====== Page ======

*Definition*. A function $M(x,y)$ of two variables $x$ and $y$ is said to be *homogeneous* if for any parameter $\lambda$ $$M(\lambda x,\lambda y)=\lambda^n M(x,y)$$ The number $n$ is called the *degree* of the homogeneous function $M(x,y)$.

A first-order differential equation $$M(x,y)dx+N(x,y)dy=0$$ is said to be a *homogeneous differential equation* if both $M(x,y)$ and $N(x,y)$ are homogeneous functions of the same degree.

======

> Task list:
1. List every word or phrase that the passage on homogeneous equations sets in italics.
2. Reproduce the part of the passage on homogeneous equations starting with "A first-order differential" and going on through "the same degree.".

====== Data extract ======

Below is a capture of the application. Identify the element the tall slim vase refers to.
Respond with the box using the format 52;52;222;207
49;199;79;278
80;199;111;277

======

> Solved tasks:
1. Definition, homogeneous, degree, homogeneous differential equation

2.
A first-order differential equation $$M(x,y)dx+N(x,y)dy=0$$ is said to be a *homogeneous differential equation* if both $M(x,y)$ and $N(x,y)$ are homogeneous functions of the same degree.